▶ **Aim**
Reproduce word for word the part of the listing below that runs from the line with "dark blue jeans for player-tracking calibration." up to and including the line with "[525,582,620,687]".
◇ ◇ ◇ ◇
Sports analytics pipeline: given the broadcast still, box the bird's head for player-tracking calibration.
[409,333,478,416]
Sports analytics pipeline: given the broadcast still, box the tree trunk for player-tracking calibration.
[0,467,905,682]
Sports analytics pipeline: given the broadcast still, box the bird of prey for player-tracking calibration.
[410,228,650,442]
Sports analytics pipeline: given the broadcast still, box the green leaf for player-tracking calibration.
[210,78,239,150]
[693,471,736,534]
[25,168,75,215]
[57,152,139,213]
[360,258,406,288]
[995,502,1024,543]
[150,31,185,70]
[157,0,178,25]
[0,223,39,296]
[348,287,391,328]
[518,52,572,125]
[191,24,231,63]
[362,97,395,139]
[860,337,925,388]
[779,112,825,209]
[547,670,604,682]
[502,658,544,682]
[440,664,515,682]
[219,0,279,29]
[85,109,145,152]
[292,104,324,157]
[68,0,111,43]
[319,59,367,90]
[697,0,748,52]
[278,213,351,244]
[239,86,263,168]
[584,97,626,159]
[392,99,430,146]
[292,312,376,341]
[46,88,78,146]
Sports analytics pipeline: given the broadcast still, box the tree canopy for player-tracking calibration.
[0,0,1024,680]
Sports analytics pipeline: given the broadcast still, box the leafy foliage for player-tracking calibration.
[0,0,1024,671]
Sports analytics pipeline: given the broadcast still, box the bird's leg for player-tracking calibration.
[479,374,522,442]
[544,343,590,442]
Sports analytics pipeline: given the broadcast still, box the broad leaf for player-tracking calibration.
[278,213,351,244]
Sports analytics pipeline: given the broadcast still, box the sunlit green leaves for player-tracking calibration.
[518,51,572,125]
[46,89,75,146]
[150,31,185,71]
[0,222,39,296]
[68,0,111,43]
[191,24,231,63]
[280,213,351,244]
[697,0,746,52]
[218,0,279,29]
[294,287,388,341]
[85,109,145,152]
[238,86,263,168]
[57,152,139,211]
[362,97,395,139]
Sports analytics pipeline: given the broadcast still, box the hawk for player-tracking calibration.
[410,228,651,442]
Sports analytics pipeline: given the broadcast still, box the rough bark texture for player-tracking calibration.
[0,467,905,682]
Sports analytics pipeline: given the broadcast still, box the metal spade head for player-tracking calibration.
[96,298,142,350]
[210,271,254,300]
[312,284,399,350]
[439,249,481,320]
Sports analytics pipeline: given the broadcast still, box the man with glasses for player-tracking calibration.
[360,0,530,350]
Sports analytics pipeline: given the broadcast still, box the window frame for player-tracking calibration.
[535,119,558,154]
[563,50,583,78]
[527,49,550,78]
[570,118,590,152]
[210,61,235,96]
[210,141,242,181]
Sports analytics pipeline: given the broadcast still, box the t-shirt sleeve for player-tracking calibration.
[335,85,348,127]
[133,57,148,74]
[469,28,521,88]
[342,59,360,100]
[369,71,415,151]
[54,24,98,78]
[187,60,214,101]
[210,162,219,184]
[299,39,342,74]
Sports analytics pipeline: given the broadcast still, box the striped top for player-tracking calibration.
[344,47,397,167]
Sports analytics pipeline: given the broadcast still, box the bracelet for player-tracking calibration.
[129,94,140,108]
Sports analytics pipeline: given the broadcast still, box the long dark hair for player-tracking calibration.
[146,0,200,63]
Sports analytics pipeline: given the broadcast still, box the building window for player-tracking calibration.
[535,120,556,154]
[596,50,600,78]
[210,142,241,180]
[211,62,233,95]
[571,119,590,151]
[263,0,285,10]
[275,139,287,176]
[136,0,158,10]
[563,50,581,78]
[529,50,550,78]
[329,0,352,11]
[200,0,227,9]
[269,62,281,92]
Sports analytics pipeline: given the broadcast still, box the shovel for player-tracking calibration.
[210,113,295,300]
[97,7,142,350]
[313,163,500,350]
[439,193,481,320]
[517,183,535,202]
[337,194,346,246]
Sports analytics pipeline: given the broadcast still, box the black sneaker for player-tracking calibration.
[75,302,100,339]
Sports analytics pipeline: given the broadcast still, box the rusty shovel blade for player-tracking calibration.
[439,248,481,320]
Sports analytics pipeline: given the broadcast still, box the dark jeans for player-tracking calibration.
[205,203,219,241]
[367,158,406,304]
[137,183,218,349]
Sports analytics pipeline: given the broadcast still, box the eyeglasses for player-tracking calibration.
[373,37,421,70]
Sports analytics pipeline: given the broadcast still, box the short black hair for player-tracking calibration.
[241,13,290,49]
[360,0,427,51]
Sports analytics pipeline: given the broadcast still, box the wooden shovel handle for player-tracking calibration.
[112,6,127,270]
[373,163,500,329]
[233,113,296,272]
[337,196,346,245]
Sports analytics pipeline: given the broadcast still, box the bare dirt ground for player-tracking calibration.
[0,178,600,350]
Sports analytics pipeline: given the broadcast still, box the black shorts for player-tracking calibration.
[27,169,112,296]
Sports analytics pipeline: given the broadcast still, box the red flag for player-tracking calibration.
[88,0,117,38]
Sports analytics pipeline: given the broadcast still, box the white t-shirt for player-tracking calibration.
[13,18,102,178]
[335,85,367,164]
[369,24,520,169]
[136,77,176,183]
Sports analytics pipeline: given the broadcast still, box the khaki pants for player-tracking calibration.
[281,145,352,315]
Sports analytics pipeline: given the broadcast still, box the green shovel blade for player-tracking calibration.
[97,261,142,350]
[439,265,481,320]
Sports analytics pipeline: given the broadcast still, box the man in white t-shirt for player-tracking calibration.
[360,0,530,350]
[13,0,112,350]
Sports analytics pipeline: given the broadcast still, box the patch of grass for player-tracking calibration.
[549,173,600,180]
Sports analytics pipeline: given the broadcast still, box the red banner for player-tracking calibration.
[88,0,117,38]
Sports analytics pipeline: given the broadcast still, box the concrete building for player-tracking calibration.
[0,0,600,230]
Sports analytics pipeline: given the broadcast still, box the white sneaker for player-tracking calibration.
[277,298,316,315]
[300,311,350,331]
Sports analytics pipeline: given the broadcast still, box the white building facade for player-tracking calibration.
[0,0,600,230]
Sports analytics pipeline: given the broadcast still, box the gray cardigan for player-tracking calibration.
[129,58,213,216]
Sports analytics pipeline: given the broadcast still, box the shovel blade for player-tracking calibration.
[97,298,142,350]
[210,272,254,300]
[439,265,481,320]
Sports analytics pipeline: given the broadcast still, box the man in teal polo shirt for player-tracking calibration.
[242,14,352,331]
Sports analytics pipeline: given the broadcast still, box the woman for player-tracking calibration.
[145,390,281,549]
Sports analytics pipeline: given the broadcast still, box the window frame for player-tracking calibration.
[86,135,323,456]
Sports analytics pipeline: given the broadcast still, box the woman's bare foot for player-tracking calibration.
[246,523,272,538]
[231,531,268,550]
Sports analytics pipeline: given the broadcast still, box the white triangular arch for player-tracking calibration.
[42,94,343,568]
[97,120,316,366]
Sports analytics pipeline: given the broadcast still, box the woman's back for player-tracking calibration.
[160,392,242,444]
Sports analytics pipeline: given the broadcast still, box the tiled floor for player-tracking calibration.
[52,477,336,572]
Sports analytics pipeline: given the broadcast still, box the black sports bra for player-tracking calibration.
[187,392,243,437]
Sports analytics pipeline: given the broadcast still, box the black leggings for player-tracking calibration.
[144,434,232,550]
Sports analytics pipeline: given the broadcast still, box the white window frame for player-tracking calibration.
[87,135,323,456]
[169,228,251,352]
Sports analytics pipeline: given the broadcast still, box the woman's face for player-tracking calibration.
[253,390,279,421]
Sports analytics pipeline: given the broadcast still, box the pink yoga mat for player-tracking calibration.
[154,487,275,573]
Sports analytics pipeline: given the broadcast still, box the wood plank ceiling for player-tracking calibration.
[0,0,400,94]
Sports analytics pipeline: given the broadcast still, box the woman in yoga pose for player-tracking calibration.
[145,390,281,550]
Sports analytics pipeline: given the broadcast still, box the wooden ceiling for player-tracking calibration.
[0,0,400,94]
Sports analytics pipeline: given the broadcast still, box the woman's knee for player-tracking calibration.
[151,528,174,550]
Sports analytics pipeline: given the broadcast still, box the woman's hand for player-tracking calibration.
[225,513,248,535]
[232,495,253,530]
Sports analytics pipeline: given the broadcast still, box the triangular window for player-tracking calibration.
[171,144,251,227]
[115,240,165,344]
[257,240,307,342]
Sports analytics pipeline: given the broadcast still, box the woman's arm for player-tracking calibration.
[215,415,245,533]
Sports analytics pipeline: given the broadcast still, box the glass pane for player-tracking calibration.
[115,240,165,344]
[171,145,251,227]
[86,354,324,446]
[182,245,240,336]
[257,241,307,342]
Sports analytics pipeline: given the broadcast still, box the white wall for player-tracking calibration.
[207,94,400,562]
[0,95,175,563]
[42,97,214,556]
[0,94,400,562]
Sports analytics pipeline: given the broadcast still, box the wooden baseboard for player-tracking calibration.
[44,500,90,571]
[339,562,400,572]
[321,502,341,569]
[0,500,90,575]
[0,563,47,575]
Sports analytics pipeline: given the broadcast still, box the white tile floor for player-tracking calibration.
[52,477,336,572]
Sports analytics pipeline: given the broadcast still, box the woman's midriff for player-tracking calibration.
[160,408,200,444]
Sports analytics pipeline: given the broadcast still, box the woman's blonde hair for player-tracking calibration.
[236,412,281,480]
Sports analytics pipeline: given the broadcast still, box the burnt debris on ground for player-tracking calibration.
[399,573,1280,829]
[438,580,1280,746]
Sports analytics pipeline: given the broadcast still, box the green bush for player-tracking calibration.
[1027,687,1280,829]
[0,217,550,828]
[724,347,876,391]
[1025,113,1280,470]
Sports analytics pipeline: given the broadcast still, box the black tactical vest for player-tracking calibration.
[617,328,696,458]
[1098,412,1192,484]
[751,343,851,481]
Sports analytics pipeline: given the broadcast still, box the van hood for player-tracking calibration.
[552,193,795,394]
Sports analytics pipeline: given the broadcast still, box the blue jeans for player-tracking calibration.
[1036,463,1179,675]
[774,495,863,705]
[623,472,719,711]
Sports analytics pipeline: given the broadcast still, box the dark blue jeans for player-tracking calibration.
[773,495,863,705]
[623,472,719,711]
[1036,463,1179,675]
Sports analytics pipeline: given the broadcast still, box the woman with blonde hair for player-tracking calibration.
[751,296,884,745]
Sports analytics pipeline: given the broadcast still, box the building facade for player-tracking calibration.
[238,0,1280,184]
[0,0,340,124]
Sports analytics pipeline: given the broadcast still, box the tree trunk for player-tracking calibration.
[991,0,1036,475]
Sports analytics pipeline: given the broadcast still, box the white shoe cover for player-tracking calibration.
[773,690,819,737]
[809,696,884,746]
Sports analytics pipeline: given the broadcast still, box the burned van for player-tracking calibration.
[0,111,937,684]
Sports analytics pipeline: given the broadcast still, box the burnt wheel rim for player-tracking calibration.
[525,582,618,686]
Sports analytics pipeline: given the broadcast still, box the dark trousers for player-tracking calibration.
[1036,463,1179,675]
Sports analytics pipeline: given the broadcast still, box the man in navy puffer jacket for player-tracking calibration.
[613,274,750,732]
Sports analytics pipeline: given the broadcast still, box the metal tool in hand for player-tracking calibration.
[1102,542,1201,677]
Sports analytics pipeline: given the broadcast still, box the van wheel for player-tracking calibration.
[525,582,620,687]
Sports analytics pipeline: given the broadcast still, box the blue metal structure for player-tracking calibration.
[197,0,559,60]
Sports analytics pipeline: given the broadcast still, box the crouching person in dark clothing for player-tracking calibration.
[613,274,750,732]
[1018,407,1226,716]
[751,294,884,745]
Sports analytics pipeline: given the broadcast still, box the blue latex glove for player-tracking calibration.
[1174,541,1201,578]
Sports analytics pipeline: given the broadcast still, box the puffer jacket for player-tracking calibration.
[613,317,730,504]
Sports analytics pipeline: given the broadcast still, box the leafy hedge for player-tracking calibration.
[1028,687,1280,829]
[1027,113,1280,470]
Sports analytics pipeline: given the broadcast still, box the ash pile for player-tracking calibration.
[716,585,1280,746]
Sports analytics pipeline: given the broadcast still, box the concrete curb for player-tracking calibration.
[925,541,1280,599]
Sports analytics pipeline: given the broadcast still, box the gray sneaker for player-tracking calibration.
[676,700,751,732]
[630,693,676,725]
◇ ◇ ◇ ◇
▶ **Final answer**
Sports analytics pipeline: given the broadcast still, box the dark blue jeans for player-tracking calibration.
[773,495,863,705]
[623,472,719,711]
[1036,463,1179,675]
Sports analytics pipeline: given the broadcast still, box the woman with blonde hair for player-tracking calibration.
[751,296,884,745]
Sports analytics pipeline: given the broadcast still, box the building facade for player-tracking calibration.
[238,0,1280,184]
[0,0,340,124]
Sports analytics pipeline: given the broadcast still, box the tree trunk for player-tracking calibration.
[991,0,1036,475]
Sports analytics pipeline: given the broadcast still, box the white shoe cover for player-tracking calibration.
[773,690,819,737]
[809,696,884,746]
Sports analytics pipeline: given the broadcast still, box the burned van for player-tracking calibration.
[0,111,937,684]
Sports analytics pipeline: given the broadcast still, box the burnt wheel rim for player-tracking calibration.
[525,582,618,686]
Sports analytics pipeline: given the broadcast still, box the dark trousers for player-tracking calibration.
[1036,463,1179,675]
Sports analytics pipeline: given the broadcast still, box the man in navy puffer jacket for player-tracking calibration.
[613,274,750,732]
Sports analytics pipeline: given the broadcast still, box the metal tool in hand for player-tracking calibration.
[1102,542,1201,677]
Sports analytics pipeline: given the broadcast still, box the van wheel for player-tracking calibration.
[525,582,620,687]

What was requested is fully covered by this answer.